*Source text:*

Imaging MSK Y1 Lecture 24-25 Student version
Imaging the Skeleton and Soft Tissues
Presenter: Dr. Clara Duncan (Clinical Teaching Fellow)
Adapted from: Dr. Lesley Robson and Dr. Zoltan Kiraly
Learning Objectives
Describe the role of CT and MRI in imaging soft tissues.
Be aware of other imaging modalities for assessing muscle and soft tissue.
X-Ray
Overview
X-rays pass through the body; different body parts allow varying amounts of electrons to pass.
A detector converts the emitted x-rays into visible images on a screen.
X-rays are ionizing radiation that can alter atoms.
They provide a 2D representation of a 3D image, necessitating both anteroposterior (AP) and lateral views for full pathology visualization.
Case Studies
Case 1: 45-year-old man falls; severe pain and wrist drop present, indicating possible fracture.
Case 2: 25-year-old man twisted ankle; shows severe pain and deformity, but intact foot pulses.
Case 3: 20-year-old man with shoulder pain; exhibits classic symptoms of a shoulder dislocation.
Case 4: 13-year-old girl with intermittent ankle pain; no significant findings on examination.
Ionising Radiation
Definition
Ionising radiation breaks electrons from atoms, altering the chemical composition, potentially damaging DNA.

*Work order:* Continue the lecture notes on imaging the skeleton and soft tissues, starting after their last sentence.

*Supplied information:*

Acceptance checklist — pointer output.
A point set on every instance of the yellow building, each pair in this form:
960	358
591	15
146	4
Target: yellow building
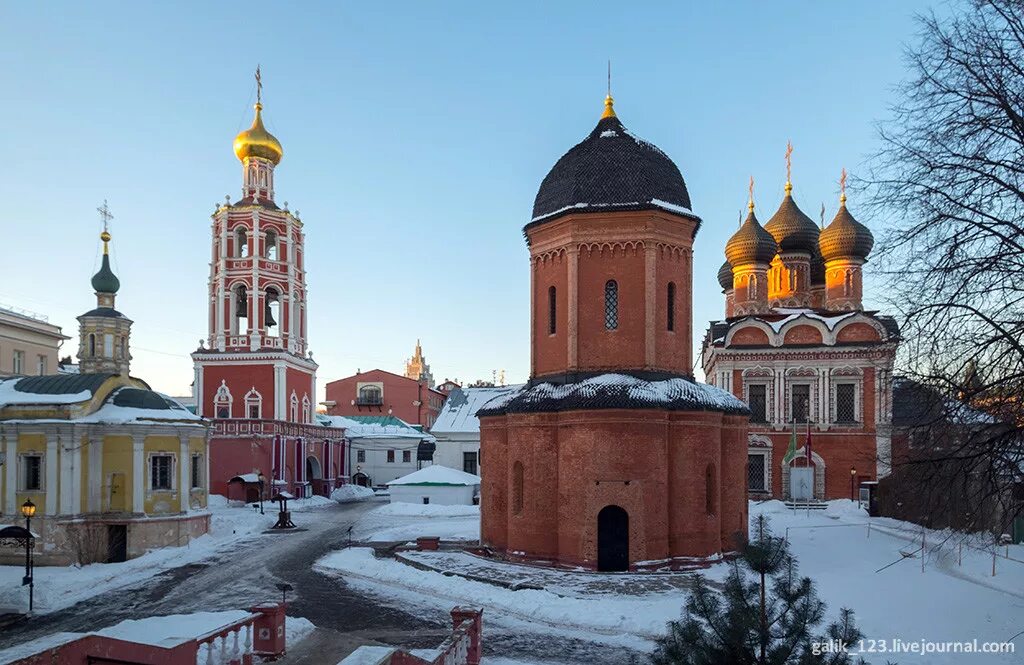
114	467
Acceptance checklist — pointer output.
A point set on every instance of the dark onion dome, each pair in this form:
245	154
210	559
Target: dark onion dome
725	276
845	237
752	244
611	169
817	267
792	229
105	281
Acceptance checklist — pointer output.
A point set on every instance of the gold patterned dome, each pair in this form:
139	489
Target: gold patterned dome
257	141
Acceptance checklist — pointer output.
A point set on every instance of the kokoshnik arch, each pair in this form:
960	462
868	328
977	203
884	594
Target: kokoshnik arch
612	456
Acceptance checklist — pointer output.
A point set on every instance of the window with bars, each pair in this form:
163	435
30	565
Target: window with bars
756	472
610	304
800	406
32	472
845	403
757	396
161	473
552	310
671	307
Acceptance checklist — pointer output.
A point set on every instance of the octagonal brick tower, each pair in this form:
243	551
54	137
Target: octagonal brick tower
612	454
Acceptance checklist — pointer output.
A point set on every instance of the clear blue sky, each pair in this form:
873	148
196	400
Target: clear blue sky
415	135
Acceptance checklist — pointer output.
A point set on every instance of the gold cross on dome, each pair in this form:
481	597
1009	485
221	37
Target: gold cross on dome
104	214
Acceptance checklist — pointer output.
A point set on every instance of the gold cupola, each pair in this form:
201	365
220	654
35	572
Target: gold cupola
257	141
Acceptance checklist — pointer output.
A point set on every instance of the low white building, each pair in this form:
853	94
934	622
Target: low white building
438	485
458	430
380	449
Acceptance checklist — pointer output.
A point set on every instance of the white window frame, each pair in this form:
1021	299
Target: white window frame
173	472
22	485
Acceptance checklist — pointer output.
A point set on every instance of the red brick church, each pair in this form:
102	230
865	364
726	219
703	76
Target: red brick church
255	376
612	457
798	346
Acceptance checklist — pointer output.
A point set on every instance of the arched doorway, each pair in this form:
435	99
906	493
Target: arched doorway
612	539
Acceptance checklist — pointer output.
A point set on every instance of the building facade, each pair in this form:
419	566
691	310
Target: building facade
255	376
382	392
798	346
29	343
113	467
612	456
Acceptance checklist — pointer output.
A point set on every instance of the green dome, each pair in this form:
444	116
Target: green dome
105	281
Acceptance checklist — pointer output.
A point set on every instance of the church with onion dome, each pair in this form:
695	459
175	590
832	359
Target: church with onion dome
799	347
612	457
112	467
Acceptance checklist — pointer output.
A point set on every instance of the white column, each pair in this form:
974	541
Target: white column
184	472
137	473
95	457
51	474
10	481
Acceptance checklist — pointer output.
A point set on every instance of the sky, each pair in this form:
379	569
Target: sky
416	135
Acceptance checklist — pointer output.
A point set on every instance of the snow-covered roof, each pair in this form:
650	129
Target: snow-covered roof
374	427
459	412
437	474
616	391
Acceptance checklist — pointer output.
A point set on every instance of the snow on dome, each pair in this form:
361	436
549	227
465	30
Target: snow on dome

*Exercise answer:*
Effects
Deterministic Effects: Occur only if a threshold dose is exceeded (e.g., skin burns).
Stochastic Effects: Increased risk of harmful outcomes, especially with higher doses (e.g., cancer).
Effective Doses of Common Procedures
Chest X-ray: 0.1 mSv (24 days background)
Wrist X-ray: 0.001 mSv (6 hours)
Abdominal X-ray: 1.2 mSv (292 days)
Chest CT: 7 mSv (4.6 years)
Head CT: 2 mSv (1.3 years)
CT coronary angiogram: 12 mSv (8 years)
Combined PET-CT: 25 mSv (16.6 years)
Advantages vs Disadvantages of X-Rays
Advantages
Good for imaging bones.
Cost-effective and readily available.
Low radiation doses.
Disadvantages
Limited soft tissue imaging; poor nerve and organ visualization.
Not suitable for complex bone abnormalities; requires significant mass loss to detect changes.
Computed Tomography (CT)
Definition
CT scans provide detailed internal images non-invasively using rotating X-ray tubes.
Multiple angles processed into tomographic (cross-sectional) images via computer algorithms.
Indications
Head: Stroke, tumor, hemorrhage, dementia.
Chest: Tumor, metastasis, coronary angiography.
Abdomen/Pelvis: Liver, Crohn’s disease, inflammatory bowel disease.
Complex fractures, metastatic workups are key applications.
Sequence and Processing
Image acquisition in transverse plane, can be reconstructed into coronal and sagittal planes.
Contrast CT Imaging
Purpose
- Enhances differentiation between biological tissues via IV or oral contrast.
Risks
Allergic reactions, kidney injury from contrast exposure.
MRI Overview
Definition
Uses non-ionizing radiation, providing high soft tissue contrast.
Acquires images in transverse plane; can reconstruct in any plane.
Indications
Neuroimaging, cardiovascular applications, musculoskeletal imaging, abdominal conditions.
Contraindications
Cardiac pacemakers, metallic foreign bodies, cochlear implants, early pregnancy.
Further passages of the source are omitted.